Problem details. Copy the items below verbatim, from their first line through the line containing "point(367, 591)", including that line.

Supplied data.
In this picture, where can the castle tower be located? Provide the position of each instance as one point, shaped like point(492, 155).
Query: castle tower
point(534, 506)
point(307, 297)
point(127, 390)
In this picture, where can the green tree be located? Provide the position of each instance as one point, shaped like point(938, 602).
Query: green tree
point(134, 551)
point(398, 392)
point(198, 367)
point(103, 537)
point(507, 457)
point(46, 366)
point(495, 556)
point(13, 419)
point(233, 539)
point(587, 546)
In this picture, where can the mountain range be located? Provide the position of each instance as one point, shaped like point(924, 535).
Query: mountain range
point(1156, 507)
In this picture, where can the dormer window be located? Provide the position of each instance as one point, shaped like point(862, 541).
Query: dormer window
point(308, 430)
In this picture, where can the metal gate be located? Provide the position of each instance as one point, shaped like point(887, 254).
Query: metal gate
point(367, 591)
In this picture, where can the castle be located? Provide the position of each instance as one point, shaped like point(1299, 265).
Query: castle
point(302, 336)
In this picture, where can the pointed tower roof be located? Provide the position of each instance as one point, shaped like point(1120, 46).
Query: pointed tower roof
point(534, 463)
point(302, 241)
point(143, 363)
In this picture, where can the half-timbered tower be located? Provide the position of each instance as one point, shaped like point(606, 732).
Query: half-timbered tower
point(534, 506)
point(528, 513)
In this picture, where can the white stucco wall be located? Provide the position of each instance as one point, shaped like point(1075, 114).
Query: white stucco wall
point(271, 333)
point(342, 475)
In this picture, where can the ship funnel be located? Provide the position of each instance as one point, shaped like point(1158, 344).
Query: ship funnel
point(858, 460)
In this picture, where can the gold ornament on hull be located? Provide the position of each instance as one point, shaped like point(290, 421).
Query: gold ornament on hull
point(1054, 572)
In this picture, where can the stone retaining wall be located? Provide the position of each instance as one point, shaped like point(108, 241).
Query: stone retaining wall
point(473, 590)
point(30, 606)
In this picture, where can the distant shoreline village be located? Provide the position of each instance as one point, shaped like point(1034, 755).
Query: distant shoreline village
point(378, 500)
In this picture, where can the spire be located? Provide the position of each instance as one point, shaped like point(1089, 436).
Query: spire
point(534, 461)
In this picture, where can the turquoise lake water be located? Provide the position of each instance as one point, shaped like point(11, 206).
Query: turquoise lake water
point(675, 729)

Complete response.
In this picture, where can the castle tower be located? Provide the position of each instance as one point, shaped like point(492, 155).
Query: castle tower
point(534, 506)
point(307, 297)
point(127, 390)
In this picture, where can the green tree be located? Provide the position of each instance as one point, shaped like point(938, 602).
Query: green tree
point(134, 551)
point(398, 392)
point(198, 367)
point(103, 537)
point(507, 457)
point(46, 366)
point(495, 556)
point(13, 419)
point(233, 539)
point(587, 546)
In this picture, where can the mountain range be located? Provide the position of each instance as one point, shaped like point(924, 535).
Query: mountain range
point(1156, 507)
In this picture, where can the dormer window be located? Provide the position of each instance as one point, shaped like point(862, 541).
Query: dormer window
point(308, 430)
In this picture, where can the metal gate be located? Provide the position of each instance as one point, shaped like point(887, 254).
Query: metal gate
point(367, 591)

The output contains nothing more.